=== Section Start ===
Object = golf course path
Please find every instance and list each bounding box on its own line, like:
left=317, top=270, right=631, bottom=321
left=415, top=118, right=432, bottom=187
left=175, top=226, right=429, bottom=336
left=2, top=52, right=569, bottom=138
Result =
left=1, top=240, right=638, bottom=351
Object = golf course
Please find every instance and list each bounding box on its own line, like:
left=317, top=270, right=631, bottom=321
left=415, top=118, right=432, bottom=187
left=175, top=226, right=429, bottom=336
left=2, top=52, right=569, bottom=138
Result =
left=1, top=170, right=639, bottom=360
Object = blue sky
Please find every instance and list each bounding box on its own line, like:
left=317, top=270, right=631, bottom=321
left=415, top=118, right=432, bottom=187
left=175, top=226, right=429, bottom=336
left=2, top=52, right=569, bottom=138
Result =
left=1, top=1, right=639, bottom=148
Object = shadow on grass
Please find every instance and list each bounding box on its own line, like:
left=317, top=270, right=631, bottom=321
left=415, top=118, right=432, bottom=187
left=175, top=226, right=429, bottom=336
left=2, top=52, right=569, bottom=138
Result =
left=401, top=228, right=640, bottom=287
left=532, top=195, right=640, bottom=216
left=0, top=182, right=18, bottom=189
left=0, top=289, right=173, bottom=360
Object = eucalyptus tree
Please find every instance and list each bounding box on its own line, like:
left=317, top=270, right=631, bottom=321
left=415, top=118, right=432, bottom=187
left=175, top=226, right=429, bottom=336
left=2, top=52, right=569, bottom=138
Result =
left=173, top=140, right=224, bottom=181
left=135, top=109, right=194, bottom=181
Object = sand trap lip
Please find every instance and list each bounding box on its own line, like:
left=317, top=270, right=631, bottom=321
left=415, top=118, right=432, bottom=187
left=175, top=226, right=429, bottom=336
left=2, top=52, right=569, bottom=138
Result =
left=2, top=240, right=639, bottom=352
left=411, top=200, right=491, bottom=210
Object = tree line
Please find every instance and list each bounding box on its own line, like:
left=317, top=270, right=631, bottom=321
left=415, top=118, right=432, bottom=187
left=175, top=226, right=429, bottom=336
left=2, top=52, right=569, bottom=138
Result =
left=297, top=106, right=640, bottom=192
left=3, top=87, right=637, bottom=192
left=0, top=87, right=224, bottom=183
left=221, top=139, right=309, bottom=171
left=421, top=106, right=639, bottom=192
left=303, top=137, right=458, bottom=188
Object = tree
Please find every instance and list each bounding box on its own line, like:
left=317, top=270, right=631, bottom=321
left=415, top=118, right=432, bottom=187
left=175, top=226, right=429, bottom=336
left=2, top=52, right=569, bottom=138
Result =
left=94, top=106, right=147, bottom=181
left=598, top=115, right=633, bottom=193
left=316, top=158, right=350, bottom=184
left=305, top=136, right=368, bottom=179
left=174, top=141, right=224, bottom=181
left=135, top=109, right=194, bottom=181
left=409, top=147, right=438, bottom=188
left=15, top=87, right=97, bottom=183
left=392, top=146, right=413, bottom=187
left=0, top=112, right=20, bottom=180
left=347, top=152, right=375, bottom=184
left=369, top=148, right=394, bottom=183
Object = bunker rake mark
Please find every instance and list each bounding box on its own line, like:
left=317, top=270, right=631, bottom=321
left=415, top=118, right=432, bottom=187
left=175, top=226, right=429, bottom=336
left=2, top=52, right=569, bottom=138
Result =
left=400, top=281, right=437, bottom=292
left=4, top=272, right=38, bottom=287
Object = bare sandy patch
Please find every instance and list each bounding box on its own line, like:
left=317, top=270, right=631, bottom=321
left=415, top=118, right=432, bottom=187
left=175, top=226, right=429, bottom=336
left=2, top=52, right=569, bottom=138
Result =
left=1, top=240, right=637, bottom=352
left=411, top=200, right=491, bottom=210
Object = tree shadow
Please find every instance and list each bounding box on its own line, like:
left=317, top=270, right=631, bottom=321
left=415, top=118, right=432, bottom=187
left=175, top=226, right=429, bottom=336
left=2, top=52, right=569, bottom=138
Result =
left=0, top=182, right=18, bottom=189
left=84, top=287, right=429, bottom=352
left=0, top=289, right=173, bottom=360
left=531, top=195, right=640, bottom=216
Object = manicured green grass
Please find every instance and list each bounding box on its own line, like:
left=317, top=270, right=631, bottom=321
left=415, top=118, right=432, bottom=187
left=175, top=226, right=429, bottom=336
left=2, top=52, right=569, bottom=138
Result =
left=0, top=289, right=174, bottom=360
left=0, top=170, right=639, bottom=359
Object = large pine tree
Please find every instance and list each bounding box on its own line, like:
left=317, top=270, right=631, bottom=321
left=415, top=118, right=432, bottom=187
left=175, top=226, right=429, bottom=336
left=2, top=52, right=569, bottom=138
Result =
=== Section End ===
=== Section Start ===
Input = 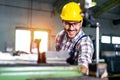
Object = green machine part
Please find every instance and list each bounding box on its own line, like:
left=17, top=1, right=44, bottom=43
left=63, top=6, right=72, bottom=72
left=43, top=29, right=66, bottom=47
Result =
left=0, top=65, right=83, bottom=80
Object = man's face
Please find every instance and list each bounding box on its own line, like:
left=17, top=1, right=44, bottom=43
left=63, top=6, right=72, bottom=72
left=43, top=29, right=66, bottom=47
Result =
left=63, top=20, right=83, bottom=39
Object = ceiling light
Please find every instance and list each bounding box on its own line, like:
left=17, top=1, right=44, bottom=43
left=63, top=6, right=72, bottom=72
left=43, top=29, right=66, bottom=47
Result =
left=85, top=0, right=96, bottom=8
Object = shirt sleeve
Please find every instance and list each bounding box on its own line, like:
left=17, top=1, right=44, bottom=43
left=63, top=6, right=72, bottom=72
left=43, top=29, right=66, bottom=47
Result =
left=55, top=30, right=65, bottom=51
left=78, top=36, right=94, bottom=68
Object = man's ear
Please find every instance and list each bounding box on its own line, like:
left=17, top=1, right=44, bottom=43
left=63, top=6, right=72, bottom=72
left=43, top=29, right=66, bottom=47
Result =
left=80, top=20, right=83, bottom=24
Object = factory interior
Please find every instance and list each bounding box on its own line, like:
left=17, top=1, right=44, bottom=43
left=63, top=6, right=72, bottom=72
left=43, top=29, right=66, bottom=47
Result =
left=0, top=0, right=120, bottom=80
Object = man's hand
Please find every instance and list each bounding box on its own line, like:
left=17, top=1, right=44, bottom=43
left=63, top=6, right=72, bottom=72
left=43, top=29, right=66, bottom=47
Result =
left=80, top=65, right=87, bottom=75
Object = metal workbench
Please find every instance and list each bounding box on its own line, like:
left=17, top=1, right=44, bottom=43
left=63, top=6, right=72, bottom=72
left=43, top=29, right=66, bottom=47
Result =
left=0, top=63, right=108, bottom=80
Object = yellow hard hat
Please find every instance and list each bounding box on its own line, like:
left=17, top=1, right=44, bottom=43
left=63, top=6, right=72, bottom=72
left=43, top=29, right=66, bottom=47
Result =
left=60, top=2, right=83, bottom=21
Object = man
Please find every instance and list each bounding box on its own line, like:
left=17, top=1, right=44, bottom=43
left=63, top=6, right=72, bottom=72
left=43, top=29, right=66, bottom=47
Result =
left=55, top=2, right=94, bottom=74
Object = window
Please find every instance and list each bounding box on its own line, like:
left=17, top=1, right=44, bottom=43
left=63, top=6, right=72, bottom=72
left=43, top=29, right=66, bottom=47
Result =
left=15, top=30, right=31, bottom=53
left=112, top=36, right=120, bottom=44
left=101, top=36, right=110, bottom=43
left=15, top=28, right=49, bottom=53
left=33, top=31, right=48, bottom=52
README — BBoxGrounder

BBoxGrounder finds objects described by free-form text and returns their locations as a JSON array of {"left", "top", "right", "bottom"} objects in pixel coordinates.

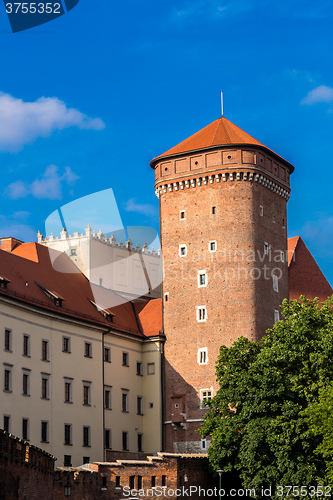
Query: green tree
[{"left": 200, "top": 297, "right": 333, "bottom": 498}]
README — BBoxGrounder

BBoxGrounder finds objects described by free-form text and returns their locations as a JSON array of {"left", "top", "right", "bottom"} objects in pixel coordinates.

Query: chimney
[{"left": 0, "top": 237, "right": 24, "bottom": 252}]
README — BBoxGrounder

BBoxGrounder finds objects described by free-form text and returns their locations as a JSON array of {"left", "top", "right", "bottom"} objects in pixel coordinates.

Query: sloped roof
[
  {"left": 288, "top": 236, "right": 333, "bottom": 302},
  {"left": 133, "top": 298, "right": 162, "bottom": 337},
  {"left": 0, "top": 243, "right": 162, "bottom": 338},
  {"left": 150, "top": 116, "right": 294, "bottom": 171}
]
=== Section End ===
If a line holds the string "shadow", it counts; please state how many such lines there are in the data, with nothing more.

2